Top of Text segment
In Vivo Monitoring of Inflammation After Cardiac and Cerebral Ischemia by Fluorine Magnetic Resonance Imaging

Abstract

Background— In this study, we developed and validated a new approach for in vivo visualization of inflammatory processes by magnetic resonance imaging using biochemically inert nanoemulsions of perfluorocarbons (PFCs). Methods and Results— Local inflammation was provoked in 2 separate murine models of acute cardiac and cerebral ischemia, followed by intravenous injection of PFCs. Simultaneous acquisition of morphologically matching proton ( 1 H) and fluorine ( 19 F) images enabled an exact anatomic localization of PFCs after application. Repetitive 1 H/ 19 F magnetic resonance imaging at 9.4 T revealed a time-dependent infiltration of injected PFCs into the border zone of infarcted areas in both injury models, and histology demonstrated a colocalization of PFCs with cells of the monocyte/macrophage system. We regularly found the accumulation of PFCs in lymph nodes. Using rhodamine-labeled PFCs, we identified circulating monocytes/macrophages as the main cell fraction taking up injected nanoparticles. Conclusions— PFCs can serve as a “positive” contrast agent for the detection of inflammation by magnetic resonance imaging, permitting a spatial resolution close to the anatomic 1 H image and an excellent degree of specificity resulting from the lack of any 19 F background. Because PFCs are nontoxic, this approach may have a broad application in the imaging and diagnosis of numerous inflammatory disease states.
Bottom of Text segment
Top of Extracted material
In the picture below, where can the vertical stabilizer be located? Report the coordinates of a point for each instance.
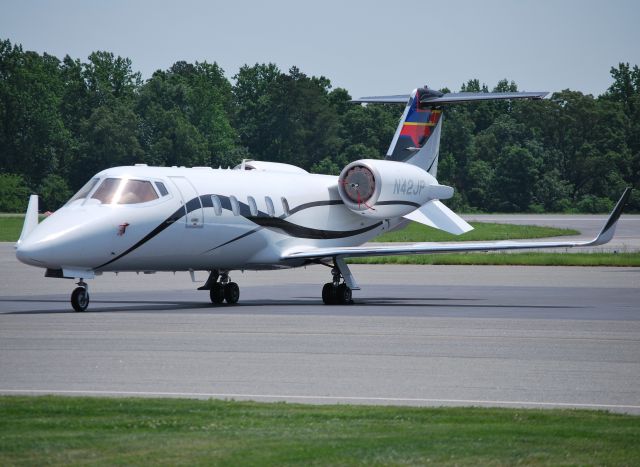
(417, 138)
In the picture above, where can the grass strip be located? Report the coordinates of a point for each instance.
(415, 232)
(631, 259)
(75, 430)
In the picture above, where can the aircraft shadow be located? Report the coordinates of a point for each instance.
Bottom of Extracted material
Task prompt –
What section labels divide the abstract of the fluorine MRI study into its parts?

Exercise result –
Background; Methods and Results; Conclusions